**What is expected:** Which lines of the items below contain the string "portafilter"? Return each such line in full.

**Task input:**
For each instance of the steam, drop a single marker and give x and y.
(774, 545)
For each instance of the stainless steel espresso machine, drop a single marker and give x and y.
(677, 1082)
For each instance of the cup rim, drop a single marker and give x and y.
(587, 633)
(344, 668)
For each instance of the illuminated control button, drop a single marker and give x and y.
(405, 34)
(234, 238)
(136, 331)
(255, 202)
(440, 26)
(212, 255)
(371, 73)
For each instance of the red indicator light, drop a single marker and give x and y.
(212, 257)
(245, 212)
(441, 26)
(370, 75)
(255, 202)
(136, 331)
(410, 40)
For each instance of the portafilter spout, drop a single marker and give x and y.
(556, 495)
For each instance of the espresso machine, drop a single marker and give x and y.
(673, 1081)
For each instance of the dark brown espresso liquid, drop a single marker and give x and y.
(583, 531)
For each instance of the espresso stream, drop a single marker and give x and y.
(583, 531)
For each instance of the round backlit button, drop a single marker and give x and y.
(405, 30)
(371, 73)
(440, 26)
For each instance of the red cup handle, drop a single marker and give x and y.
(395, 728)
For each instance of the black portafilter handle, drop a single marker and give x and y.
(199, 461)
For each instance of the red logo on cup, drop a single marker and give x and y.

==

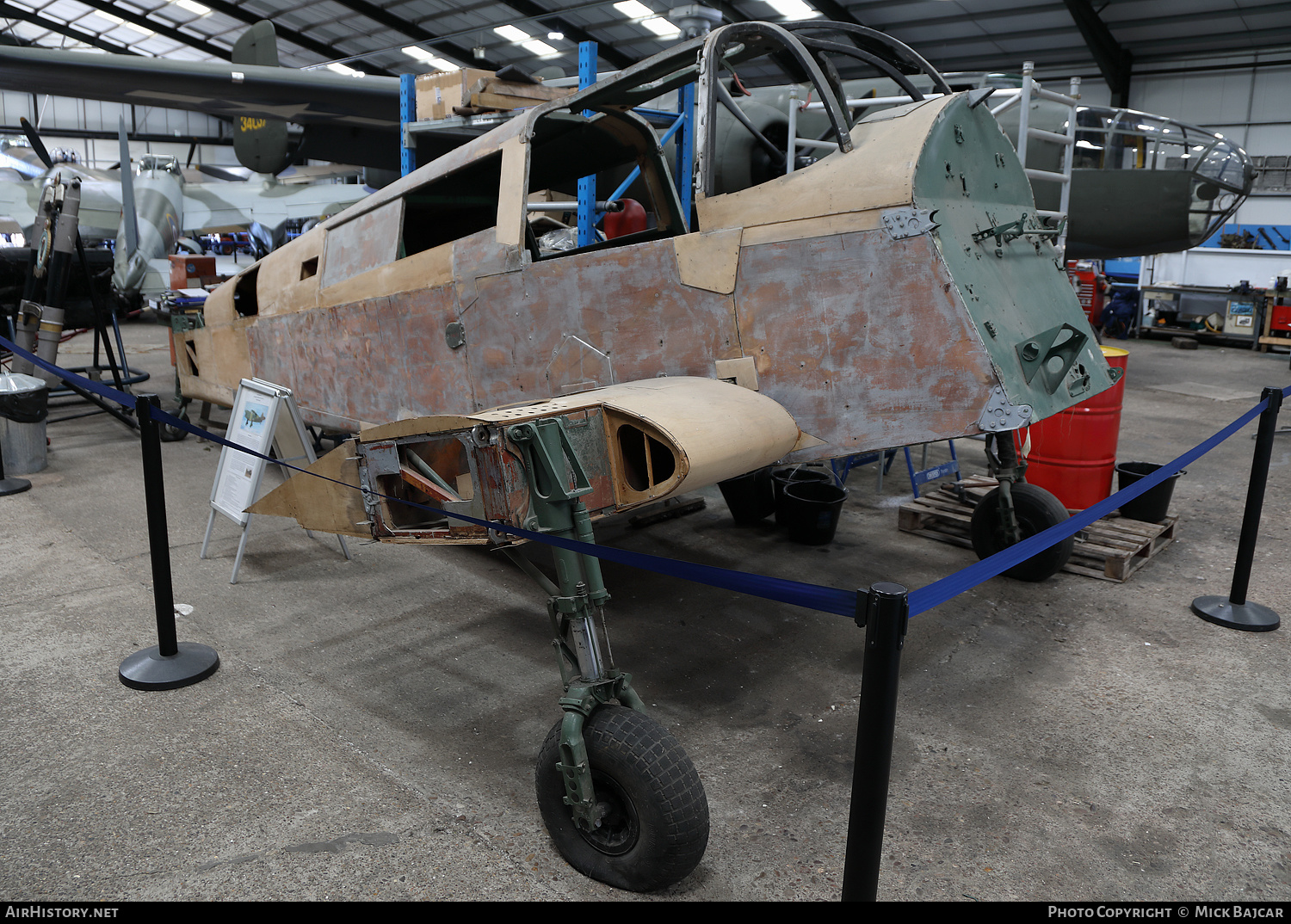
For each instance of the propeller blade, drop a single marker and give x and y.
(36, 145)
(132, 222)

**Result for this task:**
For each instance of the portafilter spout, drop a single marker and give x and y.
For each instance of the black portafilter handle, drop a single marker and give x and y.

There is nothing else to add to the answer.